(Provided text begins)

After hearing from Courson at approximately 3 p.m. Thursday, Georgia officials quickly applied for reinstatement and Houston received the good news from the NCAA some two hours later.
"That's what Ron referred to, that's what Jim referred to as far as the cooperation," McGarity said. "I think they felt sorry for him to endure this, for this length of time. When he (Houston) did do what he had been asked to do, I think it was a matter of the sensitivity that they were showing and basically were able to get it done."
Ironically, Thursday was also Houston's 22nd birthday.
"Ron Courson is one of the best (trainers) in the country and he said from Day 1 he wasn't going to quit on me and he believed in his heart what was happening wasn't fair to me," Houston said. "He wanted to fix it. He dedicated himself so much, a lot of hours that most people would never have done. He didn't have to but he told me from Day 1 he was going to treat me like his son and do everything for me that he would do for his son."
So what's next for Houston, who said he currently weighs 280 pounds?
Georgia reports to camp on Tuesday and hits the practice field for the first time on Thursday. The Bulldogs return all five offensive line starters from a season ago, but Houston is at least expected to battle for playing time at tackle and guard.
"I really don't care where," said Houston. "I'm just ready to be on the field."
It's certainly been a while.

(Provided text ends)

* [What you are asked to do] Reproduce the entire news passage about Houston's reinstatement word for word. The material after this point was taken from a separate source.

(Given information begins)

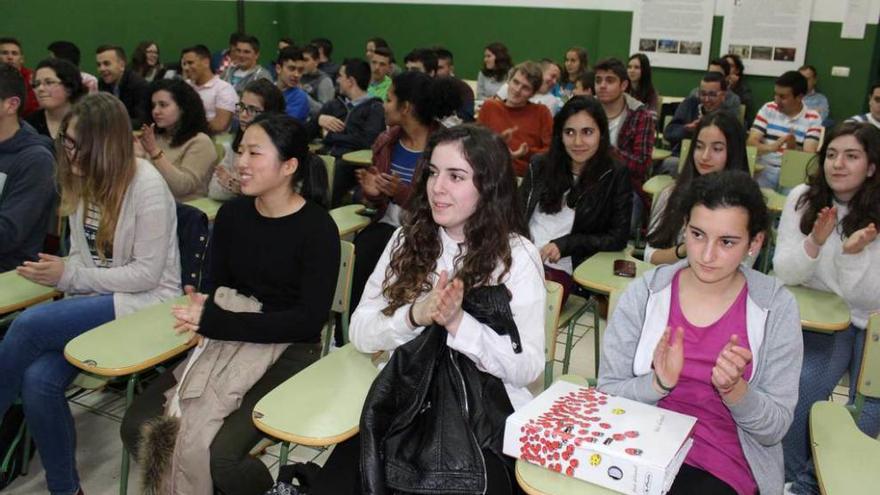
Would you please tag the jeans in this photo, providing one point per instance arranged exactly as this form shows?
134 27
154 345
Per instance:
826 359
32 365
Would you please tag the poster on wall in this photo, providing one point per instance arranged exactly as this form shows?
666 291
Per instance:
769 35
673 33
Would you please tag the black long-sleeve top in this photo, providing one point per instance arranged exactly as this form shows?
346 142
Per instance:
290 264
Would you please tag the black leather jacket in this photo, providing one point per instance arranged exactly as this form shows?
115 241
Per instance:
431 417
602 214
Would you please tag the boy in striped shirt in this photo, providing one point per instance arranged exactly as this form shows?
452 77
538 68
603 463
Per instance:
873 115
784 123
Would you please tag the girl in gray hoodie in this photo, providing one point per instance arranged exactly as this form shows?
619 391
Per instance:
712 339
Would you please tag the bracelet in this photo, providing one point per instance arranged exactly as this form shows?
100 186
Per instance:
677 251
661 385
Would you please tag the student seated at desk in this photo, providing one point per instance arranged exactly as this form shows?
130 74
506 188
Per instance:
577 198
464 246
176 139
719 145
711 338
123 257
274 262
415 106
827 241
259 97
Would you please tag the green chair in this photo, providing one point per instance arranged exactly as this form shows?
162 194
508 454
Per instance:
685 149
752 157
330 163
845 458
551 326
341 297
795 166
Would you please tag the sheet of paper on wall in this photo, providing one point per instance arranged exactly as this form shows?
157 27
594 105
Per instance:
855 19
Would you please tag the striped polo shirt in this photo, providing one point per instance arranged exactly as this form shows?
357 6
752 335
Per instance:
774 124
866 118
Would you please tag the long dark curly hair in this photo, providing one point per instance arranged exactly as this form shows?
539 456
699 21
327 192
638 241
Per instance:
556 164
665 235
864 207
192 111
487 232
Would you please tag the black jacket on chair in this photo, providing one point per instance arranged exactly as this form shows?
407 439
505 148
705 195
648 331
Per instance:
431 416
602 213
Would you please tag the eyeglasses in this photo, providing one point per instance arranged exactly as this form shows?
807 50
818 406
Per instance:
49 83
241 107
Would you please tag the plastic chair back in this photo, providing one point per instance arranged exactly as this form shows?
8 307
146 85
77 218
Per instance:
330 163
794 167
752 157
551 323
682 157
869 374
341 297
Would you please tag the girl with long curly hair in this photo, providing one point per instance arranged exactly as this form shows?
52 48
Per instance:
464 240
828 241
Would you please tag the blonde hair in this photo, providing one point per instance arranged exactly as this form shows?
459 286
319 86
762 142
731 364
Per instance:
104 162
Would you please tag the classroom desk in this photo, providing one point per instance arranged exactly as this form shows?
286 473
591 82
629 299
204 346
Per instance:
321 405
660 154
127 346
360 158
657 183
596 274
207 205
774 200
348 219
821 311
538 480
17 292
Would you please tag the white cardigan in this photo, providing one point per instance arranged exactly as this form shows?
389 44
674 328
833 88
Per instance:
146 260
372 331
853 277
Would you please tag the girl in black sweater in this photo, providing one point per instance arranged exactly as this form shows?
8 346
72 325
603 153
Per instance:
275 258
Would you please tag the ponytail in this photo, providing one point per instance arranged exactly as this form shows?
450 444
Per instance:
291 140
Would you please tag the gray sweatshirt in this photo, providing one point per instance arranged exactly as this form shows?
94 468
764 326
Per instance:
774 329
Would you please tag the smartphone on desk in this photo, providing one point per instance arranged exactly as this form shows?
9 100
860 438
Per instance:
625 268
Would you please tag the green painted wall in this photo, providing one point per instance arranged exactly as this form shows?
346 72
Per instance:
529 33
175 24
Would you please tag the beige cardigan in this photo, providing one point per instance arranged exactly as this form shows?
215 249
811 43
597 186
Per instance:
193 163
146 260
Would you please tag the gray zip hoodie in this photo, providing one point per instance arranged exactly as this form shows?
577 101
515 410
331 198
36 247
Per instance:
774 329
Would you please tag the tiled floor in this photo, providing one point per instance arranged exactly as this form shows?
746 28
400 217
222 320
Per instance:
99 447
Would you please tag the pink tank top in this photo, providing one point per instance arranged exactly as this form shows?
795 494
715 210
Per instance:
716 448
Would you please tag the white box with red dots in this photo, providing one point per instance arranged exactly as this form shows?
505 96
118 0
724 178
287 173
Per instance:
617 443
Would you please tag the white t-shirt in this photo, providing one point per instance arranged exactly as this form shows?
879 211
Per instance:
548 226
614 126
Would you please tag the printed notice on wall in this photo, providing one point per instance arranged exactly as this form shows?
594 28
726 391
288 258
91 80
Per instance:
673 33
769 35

(Given information ends)

* [Your solution]
After hearing from Courson at approximately 3 p.m. Thursday, Georgia officials quickly applied for reinstatement and Houston received the good news from the NCAA some two hours later.
"That's what Ron referred to, that's what Jim referred to as far as the cooperation," McGarity said. "I think they felt sorry for him to endure this, for this length of time. When he (Houston) did do what he had been asked to do, I think it was a matter of the sensitivity that they were showing and basically were able to get it done."
Ironically, Thursday was also Houston's 22nd birthday.
"Ron Courson is one of the best (trainers) in the country and he said from Day 1 he wasn't going to quit on me and he believed in his heart what was happening wasn't fair to me," Houston said. "He wanted to fix it. He dedicated himself so much, a lot of hours that most people would never have done. He didn't have to but he told me from Day 1 he was going to treat me like his son and do everything for me that he would do for his son."
So what's next for Houston, who said he currently weighs 280 pounds?
Georgia reports to camp on Tuesday and hits the practice field for the first time on Thursday. The Bulldogs return all five offensive line starters from a season ago, but Houston is at least expected to battle for playing time at tackle and guard.
"I really don't care where," said Houston. "I'm just ready to be on the field."
It's certainly been a while.